● DOCUMENT EXCERPT
I tried adding both irqpoll and irqfixup to the syslinux.cfg by modifying the line "append initrd=bzroot rootdelay=10 irqpoll" to try each option.

 

The only difference is abysmal boot times (dare I say, almost Windows like?) and a noticeable performance lag.

 

Right before the login prompt appears is says disabling IRQ #16 regardless of what I add to syslinux.cfg

 

Does my syslog indicate anything else I might try?

 

Try any and/or all of these options.  Do a search on the net to learn how they work.

I think I had to use them on one of my older motherboards. along with iqpoll.

 

acpi=off noapic nolapic

 

Added acpi=off noapic nolapic to syslinux.cfg.  There appears to be some progress in resolving the issue.  USB1, sata_mv and eth0 are all now on IRQ #11.  A preclear is running on the disk attached to the PCIe controller.  It is currently running at > 100 MB/s on the pre-read.  I have started unRAID web and run unMenu and unRAID Main from within unRAID Web.  IRQ #11 was not disabled.  Preclear continues to run and I have bounced back and forth between several unRAID web pages with no adverse affects other than the web access to the unRAID box appears to be a bit sluggish compared to when apic was enabled.

● EXTRACTED RECORDS
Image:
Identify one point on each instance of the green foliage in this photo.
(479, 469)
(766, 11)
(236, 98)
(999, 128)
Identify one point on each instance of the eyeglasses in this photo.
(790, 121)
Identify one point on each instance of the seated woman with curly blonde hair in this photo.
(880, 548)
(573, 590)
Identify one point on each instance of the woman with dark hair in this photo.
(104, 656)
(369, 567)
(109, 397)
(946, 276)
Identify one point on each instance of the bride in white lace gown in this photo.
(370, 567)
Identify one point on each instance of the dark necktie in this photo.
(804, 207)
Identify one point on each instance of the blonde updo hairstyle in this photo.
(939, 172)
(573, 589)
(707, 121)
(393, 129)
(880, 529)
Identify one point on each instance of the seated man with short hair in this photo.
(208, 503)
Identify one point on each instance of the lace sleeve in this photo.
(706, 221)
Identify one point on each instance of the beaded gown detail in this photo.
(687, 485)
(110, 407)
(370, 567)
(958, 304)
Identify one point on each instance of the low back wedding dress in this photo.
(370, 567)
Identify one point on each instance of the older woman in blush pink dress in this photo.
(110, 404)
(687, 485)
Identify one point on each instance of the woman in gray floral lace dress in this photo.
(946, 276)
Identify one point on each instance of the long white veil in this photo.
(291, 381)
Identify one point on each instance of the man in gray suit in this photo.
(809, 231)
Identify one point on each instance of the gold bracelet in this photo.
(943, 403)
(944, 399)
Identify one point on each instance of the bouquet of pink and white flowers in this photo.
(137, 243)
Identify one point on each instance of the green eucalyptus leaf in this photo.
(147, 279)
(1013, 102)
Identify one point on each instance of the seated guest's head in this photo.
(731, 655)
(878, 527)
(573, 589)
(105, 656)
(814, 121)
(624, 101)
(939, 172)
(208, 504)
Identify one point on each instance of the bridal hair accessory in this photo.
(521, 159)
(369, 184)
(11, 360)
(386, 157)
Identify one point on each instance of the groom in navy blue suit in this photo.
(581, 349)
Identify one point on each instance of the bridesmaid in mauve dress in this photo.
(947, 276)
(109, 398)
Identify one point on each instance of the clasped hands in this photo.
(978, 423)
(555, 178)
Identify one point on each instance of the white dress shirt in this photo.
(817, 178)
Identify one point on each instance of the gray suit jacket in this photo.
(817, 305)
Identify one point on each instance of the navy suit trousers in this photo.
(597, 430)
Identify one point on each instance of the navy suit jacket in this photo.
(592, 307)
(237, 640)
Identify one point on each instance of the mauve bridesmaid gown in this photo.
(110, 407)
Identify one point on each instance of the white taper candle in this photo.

● PARTS OF THE EXERCISE
1. In the IRQ troubleshooting discussion, which IRQ are USB1, sata_mv and eth0 on after acpi=off noapic nolapic is added?
2. Extend the IRQ troubleshooting discussion, picking up right after its last sentence.

● RESPONSES BY TASK
1. IRQ #11

2.
 

The one undesirable side affect of adding "acpi=off noapic nolapic" to syslinux.cfg is that when unRAID booted I could not login to the server from the keyboard attached to the server (it's been there for convenience in all my testing).  The keyboard input is dead.  I figured it was because it is a PS/2 keyboard, so. I plugged in a USB keyboard.  BOOM! IRQ #11 disabled  >:(

 

With the USB keyboard plugged in USB 2.0 port, IRQ #11 gets disabled when the server boots. I plugged it into one of the USB 3.0 ports (what a waste! not that I need the USB 3.0 ports on this box for something else) and it booted without disabling IRQ #11.  However, a few minutes later, IRQ #11 is disabled. So, I went back to the PS/2 keyboard; server boots, no keyboard input, no IRQ #11 disabled and I can sill telnet and access the server from the keyboard on my Windows box.  Preclear is running in a Telnet session.

 

I tried to output the latest cat /proc/interrupts results to a file and now it appears I cannot write anything to the flash disk as it says I have a "read-only filesystem."  On to troubleshooting the next issue.  Apparently, I can't write to the array either everything is read-only.  One step forward, one step back.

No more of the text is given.